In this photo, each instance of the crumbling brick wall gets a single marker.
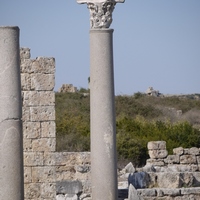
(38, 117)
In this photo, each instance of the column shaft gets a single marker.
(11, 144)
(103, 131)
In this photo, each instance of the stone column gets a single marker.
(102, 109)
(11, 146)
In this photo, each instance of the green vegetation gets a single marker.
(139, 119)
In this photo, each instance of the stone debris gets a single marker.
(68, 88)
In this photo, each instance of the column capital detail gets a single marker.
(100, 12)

...

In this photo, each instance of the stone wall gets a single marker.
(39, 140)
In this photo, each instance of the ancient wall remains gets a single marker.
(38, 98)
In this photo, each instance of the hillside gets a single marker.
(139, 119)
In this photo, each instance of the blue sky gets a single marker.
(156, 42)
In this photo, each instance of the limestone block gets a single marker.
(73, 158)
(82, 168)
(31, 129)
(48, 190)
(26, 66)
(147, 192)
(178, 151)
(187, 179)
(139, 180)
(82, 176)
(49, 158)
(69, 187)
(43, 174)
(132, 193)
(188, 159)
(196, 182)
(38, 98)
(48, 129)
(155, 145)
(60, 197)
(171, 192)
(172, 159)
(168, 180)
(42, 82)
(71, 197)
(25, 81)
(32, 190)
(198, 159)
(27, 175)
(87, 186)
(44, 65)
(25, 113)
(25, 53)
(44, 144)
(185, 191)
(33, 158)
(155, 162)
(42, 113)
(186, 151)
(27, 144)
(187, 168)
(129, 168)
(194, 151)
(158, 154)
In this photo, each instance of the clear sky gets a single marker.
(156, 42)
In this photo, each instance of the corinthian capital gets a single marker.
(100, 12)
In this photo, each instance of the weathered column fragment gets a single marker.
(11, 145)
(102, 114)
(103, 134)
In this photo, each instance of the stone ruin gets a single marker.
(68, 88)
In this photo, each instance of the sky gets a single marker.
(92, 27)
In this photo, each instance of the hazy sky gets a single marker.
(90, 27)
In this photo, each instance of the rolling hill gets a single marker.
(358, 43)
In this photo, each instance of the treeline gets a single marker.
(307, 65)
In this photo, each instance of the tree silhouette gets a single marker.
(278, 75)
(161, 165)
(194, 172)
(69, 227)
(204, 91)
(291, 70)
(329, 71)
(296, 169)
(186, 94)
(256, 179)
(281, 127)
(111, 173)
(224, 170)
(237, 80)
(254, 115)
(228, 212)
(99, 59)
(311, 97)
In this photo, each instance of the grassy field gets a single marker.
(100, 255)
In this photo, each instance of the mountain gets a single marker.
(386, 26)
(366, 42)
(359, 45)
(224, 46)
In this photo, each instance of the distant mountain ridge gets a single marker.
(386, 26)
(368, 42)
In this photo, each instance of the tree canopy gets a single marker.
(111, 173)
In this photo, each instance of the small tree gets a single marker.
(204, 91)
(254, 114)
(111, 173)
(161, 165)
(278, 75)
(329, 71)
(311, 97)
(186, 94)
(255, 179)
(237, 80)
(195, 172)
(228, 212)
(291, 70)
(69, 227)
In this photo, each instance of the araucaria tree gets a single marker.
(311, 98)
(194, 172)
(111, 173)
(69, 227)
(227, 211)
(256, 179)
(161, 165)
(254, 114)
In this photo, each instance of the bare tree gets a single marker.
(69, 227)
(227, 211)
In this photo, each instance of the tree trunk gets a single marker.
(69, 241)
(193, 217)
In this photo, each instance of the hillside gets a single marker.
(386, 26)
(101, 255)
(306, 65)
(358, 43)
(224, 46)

TASK OBJECTIVE: Pick out every line in the records above that contains the word "mountain", and copy each one out in full.

FINAL RESULT:
In this photo, each instance of the mountain gets a single marker.
In this photo, each instance of the distant mountain ridge gets a single marker.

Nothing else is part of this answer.